Three ways to improve your experience with a new trainer


Three ways to improve your experience with a new trainer with Stephen Hayes

Well my UK dressage clinic tour is well and truly in full swing, I’m so happy that it’s going so well. I’m so pleased with all the feedback from my riders, and how well they are taking all the instruction and putting it into effect. It’s even better for me to watch them come back numerous times and see the vast improvement each time. I love that!


stephen hayes

The most important thing for me about my lessons is knowing that the rider walks out the arena having learned numerous tools to get their horse going better, and knowing they got a much better feeling than what they usually get. I aim to have my riders feeling uplifted and definitely more positive than when they first walked into the lesson.

This month my article is a little related to my tour and focuses on how to set the horse and rider up best to get the most out of any clinic they attend. Three ways to improve your experience with a new trainer.

  1. Punctuality – Plan to get to the venue way in advance, I don’t think the riders realize just how grateful we are if you arrive early to the clinic and when they are on board walking 10/15 mins before their lesson time, that little bit of time before your lesson is essential for you and your horse to relax, stretch and release any tension you may have from traveling to the venue.
  2. Ride the way you know how – I see many riders looking nervous when they first enter the arena on their clinic, this I completely understand I too still get a little nervy when riding in front of top judges and trainers at clinics. But sometimes I feel like the riders do one of two things, either they go a little blank when they start to ride, and almost fall into what I call ‘puppet mode’ they end up waiting for me to tell them how to ride. When ideally we want you to come in and ride your horse like the way you know how. You know your horse much better than us, and you’ll get much quicker through the warm up phase actually riding him instead of being your trainers puppet. Another thing I see many times is the rider putting a lot of pressure on themselves to get it looking ‘perfect’ way too soon, we want you to take your time, work through the warm up calmly, that in itself will make the warm up quicker that becoming tense and rushing.
  3. Don’t worry if things get a little messy – don’t be afraid to take a risk or make a mistake. Many times while training you will have to take yourself and your horse out of your comfort zone, and take a chance. You may succeed, and in that case you make sure your horse knows he did a great job; in other cases some things don’t always work the way you’d like, but you pick yourselves back up and try again. It won’t always look pretty and it won’t always look clean, and that’s ok. Just like athletes/gymnasts, who have to take themselves into new areas and learn movements in order to strengthen and teach their body how to cope, you and your horse will do the same too.

___

**Exercise objective:** Reproduce the dressage clinic article word for word, starting with "Three ways to improve your experience with a new trainer with" and going on through "into the lesson.".

___

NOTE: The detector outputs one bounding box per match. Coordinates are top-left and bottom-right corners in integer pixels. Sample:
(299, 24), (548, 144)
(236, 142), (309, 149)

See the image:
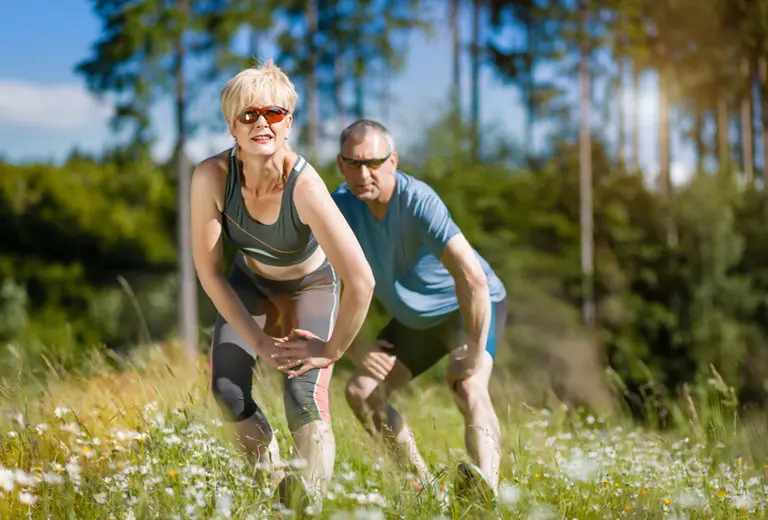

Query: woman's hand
(272, 329), (338, 379)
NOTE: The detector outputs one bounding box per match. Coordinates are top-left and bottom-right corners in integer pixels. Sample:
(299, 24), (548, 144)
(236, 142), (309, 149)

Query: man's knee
(451, 378), (490, 413)
(344, 374), (381, 409)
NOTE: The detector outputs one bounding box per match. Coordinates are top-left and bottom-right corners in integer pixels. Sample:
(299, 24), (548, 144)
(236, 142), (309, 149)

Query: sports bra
(222, 147), (317, 266)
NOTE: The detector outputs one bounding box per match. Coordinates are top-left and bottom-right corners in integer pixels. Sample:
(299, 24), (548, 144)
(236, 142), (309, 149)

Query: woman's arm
(191, 161), (276, 366)
(294, 166), (375, 364)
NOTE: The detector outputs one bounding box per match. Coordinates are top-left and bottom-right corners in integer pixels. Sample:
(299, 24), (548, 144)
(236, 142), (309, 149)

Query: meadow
(0, 344), (768, 520)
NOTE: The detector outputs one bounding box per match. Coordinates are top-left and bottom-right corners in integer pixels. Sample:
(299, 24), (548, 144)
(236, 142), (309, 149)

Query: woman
(191, 61), (374, 508)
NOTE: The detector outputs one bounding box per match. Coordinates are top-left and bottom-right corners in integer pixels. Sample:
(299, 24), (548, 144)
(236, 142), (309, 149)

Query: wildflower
(499, 483), (521, 508)
(0, 466), (14, 492)
(19, 491), (37, 506)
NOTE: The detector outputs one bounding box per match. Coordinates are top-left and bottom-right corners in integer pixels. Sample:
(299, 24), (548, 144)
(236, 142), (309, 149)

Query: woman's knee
(211, 377), (261, 422)
(283, 367), (332, 432)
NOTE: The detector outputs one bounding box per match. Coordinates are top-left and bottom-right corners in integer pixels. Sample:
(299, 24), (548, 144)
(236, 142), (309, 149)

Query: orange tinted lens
(262, 107), (285, 125)
(239, 107), (288, 125)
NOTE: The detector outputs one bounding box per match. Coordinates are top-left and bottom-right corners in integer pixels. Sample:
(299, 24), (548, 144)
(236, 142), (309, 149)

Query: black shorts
(210, 253), (340, 431)
(377, 298), (507, 378)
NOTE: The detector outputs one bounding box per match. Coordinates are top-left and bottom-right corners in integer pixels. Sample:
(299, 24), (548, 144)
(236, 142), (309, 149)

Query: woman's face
(230, 95), (293, 156)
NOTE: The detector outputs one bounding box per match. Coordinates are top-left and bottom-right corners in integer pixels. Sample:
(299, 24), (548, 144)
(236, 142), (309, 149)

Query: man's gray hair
(339, 119), (395, 153)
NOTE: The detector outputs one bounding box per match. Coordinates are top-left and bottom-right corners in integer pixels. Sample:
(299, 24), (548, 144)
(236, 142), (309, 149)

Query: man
(332, 119), (506, 498)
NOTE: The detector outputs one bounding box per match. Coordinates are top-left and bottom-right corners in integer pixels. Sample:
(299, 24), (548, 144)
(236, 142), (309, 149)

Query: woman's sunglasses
(237, 105), (289, 125)
(341, 152), (392, 170)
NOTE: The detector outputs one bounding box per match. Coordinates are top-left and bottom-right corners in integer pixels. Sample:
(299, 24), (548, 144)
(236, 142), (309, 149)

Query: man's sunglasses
(341, 152), (392, 170)
(237, 105), (289, 125)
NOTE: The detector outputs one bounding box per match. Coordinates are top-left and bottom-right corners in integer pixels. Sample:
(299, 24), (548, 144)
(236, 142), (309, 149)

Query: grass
(0, 345), (768, 520)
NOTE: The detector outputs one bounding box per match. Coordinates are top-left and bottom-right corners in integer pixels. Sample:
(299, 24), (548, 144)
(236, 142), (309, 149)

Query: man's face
(336, 129), (397, 201)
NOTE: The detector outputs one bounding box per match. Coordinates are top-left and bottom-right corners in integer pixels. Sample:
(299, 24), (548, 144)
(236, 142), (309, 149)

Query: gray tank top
(222, 147), (317, 266)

___

**Answer section:**
Three ways to improve your experience with a new trainer with Stephen Hayes

Well my UK dressage clinic tour is well and truly in full swing, I’m so happy that it’s going so well. I’m so pleased with all the feedback from my riders, and how well they are taking all the instruction and putting it into effect. It’s even better for me to watch them come back numerous times and see the vast improvement each time. I love that!


stephen hayes

The most important thing for me about my lessons is knowing that the rider walks out the arena having learned numerous tools to get their horse going better, and knowing they got a much better feeling than what they usually get. I aim to have my riders feeling uplifted and definitely more positive than when they first walked into the lesson.